Instruction:
Transcribe, word for word, the line containing "of the crowd" and each line following it through the end of the listing below. Omit all other lines.

[Saved entries]

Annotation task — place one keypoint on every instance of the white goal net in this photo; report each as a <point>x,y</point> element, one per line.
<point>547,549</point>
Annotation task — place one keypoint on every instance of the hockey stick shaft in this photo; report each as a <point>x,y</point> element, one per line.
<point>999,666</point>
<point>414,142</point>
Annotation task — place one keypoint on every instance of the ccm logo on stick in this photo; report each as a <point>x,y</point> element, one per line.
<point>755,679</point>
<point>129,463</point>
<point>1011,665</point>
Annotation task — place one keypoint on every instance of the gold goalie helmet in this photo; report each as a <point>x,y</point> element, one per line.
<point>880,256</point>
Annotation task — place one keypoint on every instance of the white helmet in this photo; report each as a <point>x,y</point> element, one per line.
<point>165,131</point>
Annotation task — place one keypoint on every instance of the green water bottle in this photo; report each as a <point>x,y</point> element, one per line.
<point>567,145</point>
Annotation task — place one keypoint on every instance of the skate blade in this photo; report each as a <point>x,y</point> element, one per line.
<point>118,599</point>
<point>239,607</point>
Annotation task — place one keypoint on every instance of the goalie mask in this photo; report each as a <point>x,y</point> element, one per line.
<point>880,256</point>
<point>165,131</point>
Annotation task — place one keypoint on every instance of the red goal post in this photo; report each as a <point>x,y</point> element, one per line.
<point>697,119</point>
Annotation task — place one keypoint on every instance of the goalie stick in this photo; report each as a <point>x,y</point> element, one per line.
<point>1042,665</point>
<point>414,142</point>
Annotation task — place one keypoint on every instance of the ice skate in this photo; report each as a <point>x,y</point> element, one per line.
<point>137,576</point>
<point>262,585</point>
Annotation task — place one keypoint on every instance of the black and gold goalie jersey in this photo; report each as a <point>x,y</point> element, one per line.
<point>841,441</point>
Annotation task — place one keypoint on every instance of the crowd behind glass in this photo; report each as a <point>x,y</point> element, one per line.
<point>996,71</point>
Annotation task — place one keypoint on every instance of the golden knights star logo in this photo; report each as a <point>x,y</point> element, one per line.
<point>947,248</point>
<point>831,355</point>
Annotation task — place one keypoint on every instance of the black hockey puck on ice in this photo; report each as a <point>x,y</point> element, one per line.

Right answer:
Annotation task — place one keypoint on every instance of the crowd behind glass in this photo; report each as a <point>x,y</point> element, one per line.
<point>996,71</point>
Annotation task — place one keypoint on every instance of the golden knights star logo in this photo; report each as a <point>x,y</point> element, one per line.
<point>947,248</point>
<point>831,355</point>
Annotation task — place one keypoint on every instance of the black hockey puck on ice in this photo; report each as a <point>x,y</point> element, one per line.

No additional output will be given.